* _Aim_: In the entries from the line containing "Box the blue appliqué" through the last line of the entries, inclusive, replace "skirt" with "dress" and keep everything else unchanged. Return only those lines.

--

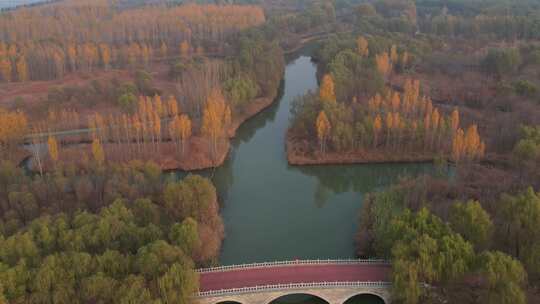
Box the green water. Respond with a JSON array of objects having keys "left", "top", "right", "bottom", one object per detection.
[{"left": 204, "top": 56, "right": 432, "bottom": 265}]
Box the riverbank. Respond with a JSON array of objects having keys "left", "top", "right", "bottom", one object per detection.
[
  {"left": 285, "top": 133, "right": 435, "bottom": 166},
  {"left": 32, "top": 90, "right": 278, "bottom": 171}
]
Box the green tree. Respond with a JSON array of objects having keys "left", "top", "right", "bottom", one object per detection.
[
  {"left": 449, "top": 201, "right": 493, "bottom": 250},
  {"left": 169, "top": 217, "right": 201, "bottom": 256},
  {"left": 480, "top": 252, "right": 527, "bottom": 304},
  {"left": 391, "top": 209, "right": 474, "bottom": 304},
  {"left": 158, "top": 263, "right": 199, "bottom": 304},
  {"left": 118, "top": 93, "right": 137, "bottom": 113},
  {"left": 163, "top": 174, "right": 217, "bottom": 222},
  {"left": 499, "top": 187, "right": 540, "bottom": 273}
]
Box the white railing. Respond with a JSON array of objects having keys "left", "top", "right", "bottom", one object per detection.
[
  {"left": 196, "top": 282, "right": 392, "bottom": 298},
  {"left": 197, "top": 259, "right": 390, "bottom": 273}
]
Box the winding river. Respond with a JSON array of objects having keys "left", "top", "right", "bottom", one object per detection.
[{"left": 202, "top": 56, "right": 432, "bottom": 265}]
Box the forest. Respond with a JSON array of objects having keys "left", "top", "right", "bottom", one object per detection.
[{"left": 0, "top": 0, "right": 540, "bottom": 304}]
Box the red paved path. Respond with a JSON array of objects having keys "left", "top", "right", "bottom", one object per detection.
[{"left": 200, "top": 264, "right": 390, "bottom": 292}]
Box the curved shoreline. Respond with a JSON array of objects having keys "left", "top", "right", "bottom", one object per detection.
[{"left": 285, "top": 134, "right": 435, "bottom": 166}]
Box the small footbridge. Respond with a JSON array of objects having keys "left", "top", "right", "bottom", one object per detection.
[{"left": 196, "top": 260, "right": 391, "bottom": 304}]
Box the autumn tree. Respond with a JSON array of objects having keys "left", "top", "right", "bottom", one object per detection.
[
  {"left": 319, "top": 74, "right": 336, "bottom": 103},
  {"left": 47, "top": 136, "right": 58, "bottom": 163},
  {"left": 315, "top": 111, "right": 331, "bottom": 154},
  {"left": 179, "top": 40, "right": 190, "bottom": 57},
  {"left": 356, "top": 36, "right": 369, "bottom": 57},
  {"left": 375, "top": 52, "right": 392, "bottom": 76},
  {"left": 449, "top": 201, "right": 494, "bottom": 251},
  {"left": 92, "top": 138, "right": 105, "bottom": 166},
  {"left": 201, "top": 89, "right": 226, "bottom": 156}
]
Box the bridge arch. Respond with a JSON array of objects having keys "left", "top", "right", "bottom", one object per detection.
[
  {"left": 263, "top": 291, "right": 330, "bottom": 304},
  {"left": 343, "top": 292, "right": 387, "bottom": 304}
]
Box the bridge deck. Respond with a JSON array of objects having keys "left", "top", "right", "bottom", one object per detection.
[{"left": 199, "top": 264, "right": 390, "bottom": 292}]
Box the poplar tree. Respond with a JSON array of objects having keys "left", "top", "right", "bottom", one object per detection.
[
  {"left": 315, "top": 111, "right": 331, "bottom": 154},
  {"left": 319, "top": 74, "right": 336, "bottom": 103}
]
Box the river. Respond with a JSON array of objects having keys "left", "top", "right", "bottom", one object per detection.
[{"left": 205, "top": 56, "right": 432, "bottom": 265}]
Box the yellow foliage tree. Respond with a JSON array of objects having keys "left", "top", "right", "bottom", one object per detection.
[
  {"left": 178, "top": 114, "right": 191, "bottom": 153},
  {"left": 390, "top": 45, "right": 399, "bottom": 64},
  {"left": 356, "top": 36, "right": 369, "bottom": 57},
  {"left": 315, "top": 111, "right": 331, "bottom": 154},
  {"left": 201, "top": 89, "right": 226, "bottom": 155},
  {"left": 15, "top": 56, "right": 29, "bottom": 81},
  {"left": 47, "top": 136, "right": 58, "bottom": 163},
  {"left": 373, "top": 114, "right": 382, "bottom": 148},
  {"left": 180, "top": 40, "right": 190, "bottom": 57},
  {"left": 167, "top": 95, "right": 179, "bottom": 117},
  {"left": 92, "top": 138, "right": 105, "bottom": 166},
  {"left": 375, "top": 52, "right": 392, "bottom": 76},
  {"left": 319, "top": 74, "right": 336, "bottom": 103}
]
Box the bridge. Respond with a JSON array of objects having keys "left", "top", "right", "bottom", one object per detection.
[{"left": 195, "top": 260, "right": 391, "bottom": 304}]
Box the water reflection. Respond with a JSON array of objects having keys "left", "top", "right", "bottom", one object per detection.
[{"left": 176, "top": 56, "right": 432, "bottom": 265}]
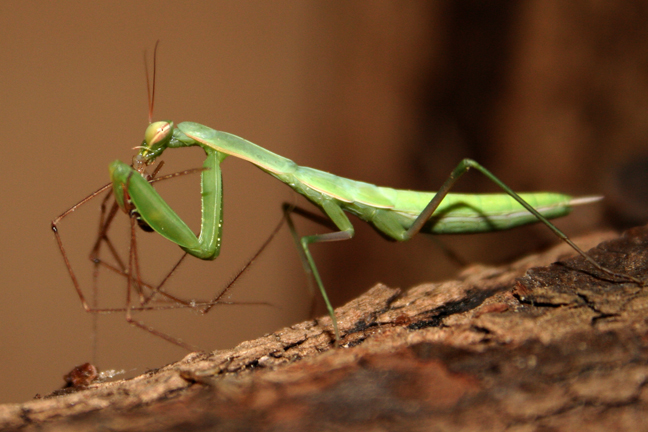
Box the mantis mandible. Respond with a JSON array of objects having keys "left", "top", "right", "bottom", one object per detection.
[{"left": 52, "top": 47, "right": 643, "bottom": 345}]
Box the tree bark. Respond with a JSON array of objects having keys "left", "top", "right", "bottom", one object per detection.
[{"left": 0, "top": 227, "right": 648, "bottom": 431}]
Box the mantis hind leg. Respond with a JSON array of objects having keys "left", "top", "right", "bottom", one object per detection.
[
  {"left": 404, "top": 159, "right": 644, "bottom": 286},
  {"left": 283, "top": 200, "right": 355, "bottom": 346}
]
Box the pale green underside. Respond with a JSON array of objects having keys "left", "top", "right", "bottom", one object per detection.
[{"left": 178, "top": 122, "right": 572, "bottom": 234}]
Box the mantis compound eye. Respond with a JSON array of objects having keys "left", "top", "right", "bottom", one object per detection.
[
  {"left": 144, "top": 121, "right": 173, "bottom": 149},
  {"left": 140, "top": 121, "right": 173, "bottom": 160}
]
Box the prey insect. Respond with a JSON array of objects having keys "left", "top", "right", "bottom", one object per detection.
[{"left": 53, "top": 45, "right": 643, "bottom": 345}]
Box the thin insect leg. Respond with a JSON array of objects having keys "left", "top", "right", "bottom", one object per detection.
[
  {"left": 283, "top": 200, "right": 355, "bottom": 347},
  {"left": 126, "top": 214, "right": 199, "bottom": 351},
  {"left": 403, "top": 159, "right": 644, "bottom": 286},
  {"left": 282, "top": 202, "right": 337, "bottom": 317},
  {"left": 51, "top": 183, "right": 112, "bottom": 312},
  {"left": 89, "top": 193, "right": 118, "bottom": 363},
  {"left": 122, "top": 183, "right": 144, "bottom": 306},
  {"left": 200, "top": 217, "right": 284, "bottom": 314}
]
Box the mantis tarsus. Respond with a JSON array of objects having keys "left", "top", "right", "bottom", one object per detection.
[{"left": 52, "top": 48, "right": 643, "bottom": 352}]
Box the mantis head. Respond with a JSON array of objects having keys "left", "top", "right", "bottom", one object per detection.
[{"left": 139, "top": 121, "right": 173, "bottom": 163}]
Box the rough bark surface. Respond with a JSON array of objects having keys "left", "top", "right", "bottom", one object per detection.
[{"left": 0, "top": 227, "right": 648, "bottom": 431}]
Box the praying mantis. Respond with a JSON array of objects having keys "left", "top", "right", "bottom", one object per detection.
[{"left": 52, "top": 47, "right": 643, "bottom": 352}]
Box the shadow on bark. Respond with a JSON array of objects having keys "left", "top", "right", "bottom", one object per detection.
[{"left": 0, "top": 224, "right": 648, "bottom": 431}]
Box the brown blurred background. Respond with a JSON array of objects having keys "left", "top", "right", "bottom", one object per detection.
[{"left": 0, "top": 0, "right": 648, "bottom": 402}]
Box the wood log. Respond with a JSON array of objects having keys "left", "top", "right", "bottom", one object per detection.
[{"left": 0, "top": 227, "right": 648, "bottom": 431}]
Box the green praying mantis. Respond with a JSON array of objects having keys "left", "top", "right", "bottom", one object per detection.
[{"left": 52, "top": 46, "right": 643, "bottom": 352}]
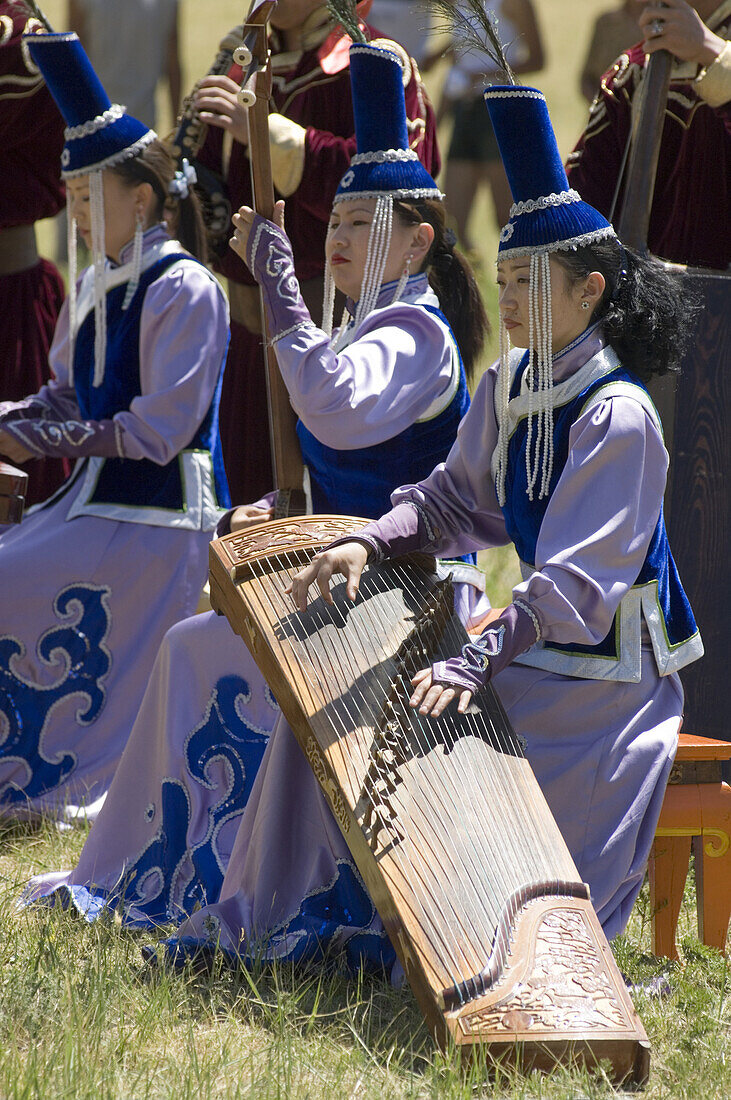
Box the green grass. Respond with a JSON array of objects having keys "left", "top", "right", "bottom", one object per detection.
[{"left": 0, "top": 825, "right": 731, "bottom": 1100}]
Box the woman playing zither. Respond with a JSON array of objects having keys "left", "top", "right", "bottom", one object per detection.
[
  {"left": 0, "top": 34, "right": 229, "bottom": 817},
  {"left": 27, "top": 43, "right": 486, "bottom": 928},
  {"left": 292, "top": 86, "right": 702, "bottom": 938}
]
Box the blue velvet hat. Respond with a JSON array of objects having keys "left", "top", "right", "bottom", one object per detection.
[
  {"left": 25, "top": 34, "right": 157, "bottom": 179},
  {"left": 484, "top": 85, "right": 614, "bottom": 260},
  {"left": 334, "top": 40, "right": 443, "bottom": 202}
]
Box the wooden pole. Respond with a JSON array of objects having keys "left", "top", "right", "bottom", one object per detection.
[
  {"left": 617, "top": 50, "right": 673, "bottom": 253},
  {"left": 242, "top": 0, "right": 304, "bottom": 518}
]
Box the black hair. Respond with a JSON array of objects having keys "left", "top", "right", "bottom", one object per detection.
[
  {"left": 109, "top": 140, "right": 208, "bottom": 263},
  {"left": 553, "top": 238, "right": 696, "bottom": 382},
  {"left": 394, "top": 199, "right": 490, "bottom": 381}
]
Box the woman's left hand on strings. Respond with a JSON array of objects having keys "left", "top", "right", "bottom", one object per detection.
[
  {"left": 0, "top": 428, "right": 34, "bottom": 462},
  {"left": 409, "top": 669, "right": 473, "bottom": 718},
  {"left": 229, "top": 199, "right": 285, "bottom": 263}
]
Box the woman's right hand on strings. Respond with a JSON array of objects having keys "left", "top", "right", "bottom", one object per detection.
[{"left": 286, "top": 539, "right": 368, "bottom": 612}]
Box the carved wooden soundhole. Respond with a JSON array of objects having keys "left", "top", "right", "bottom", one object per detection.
[
  {"left": 459, "top": 910, "right": 628, "bottom": 1034},
  {"left": 224, "top": 516, "right": 367, "bottom": 565}
]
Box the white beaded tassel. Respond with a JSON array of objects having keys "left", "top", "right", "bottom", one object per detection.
[
  {"left": 122, "top": 213, "right": 143, "bottom": 310},
  {"left": 322, "top": 261, "right": 335, "bottom": 337},
  {"left": 66, "top": 194, "right": 79, "bottom": 386},
  {"left": 495, "top": 317, "right": 510, "bottom": 507},
  {"left": 539, "top": 252, "right": 553, "bottom": 501},
  {"left": 525, "top": 252, "right": 553, "bottom": 501},
  {"left": 525, "top": 255, "right": 539, "bottom": 501},
  {"left": 391, "top": 248, "right": 413, "bottom": 306},
  {"left": 89, "top": 172, "right": 107, "bottom": 386}
]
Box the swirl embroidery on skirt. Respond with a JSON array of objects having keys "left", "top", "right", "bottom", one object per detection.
[
  {"left": 0, "top": 584, "right": 112, "bottom": 805},
  {"left": 95, "top": 675, "right": 270, "bottom": 925}
]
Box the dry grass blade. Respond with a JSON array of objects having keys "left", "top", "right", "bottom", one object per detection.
[
  {"left": 425, "top": 0, "right": 518, "bottom": 84},
  {"left": 328, "top": 0, "right": 368, "bottom": 42}
]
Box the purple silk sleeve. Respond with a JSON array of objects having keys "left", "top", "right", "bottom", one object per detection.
[
  {"left": 246, "top": 215, "right": 315, "bottom": 341},
  {"left": 432, "top": 604, "right": 540, "bottom": 693}
]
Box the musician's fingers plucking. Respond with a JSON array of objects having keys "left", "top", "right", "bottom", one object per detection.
[{"left": 409, "top": 669, "right": 472, "bottom": 718}]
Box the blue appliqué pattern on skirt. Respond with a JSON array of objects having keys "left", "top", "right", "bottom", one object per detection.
[
  {"left": 0, "top": 584, "right": 111, "bottom": 805},
  {"left": 159, "top": 859, "right": 396, "bottom": 974},
  {"left": 72, "top": 675, "right": 268, "bottom": 926}
]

--

* _Exercise solution_:
Box the blue appliqué pattern on dress. Respond with a JSON array of objects having keys "left", "top", "right", "bottom", one object per detection.
[
  {"left": 0, "top": 584, "right": 111, "bottom": 805},
  {"left": 159, "top": 859, "right": 396, "bottom": 974},
  {"left": 72, "top": 675, "right": 268, "bottom": 926}
]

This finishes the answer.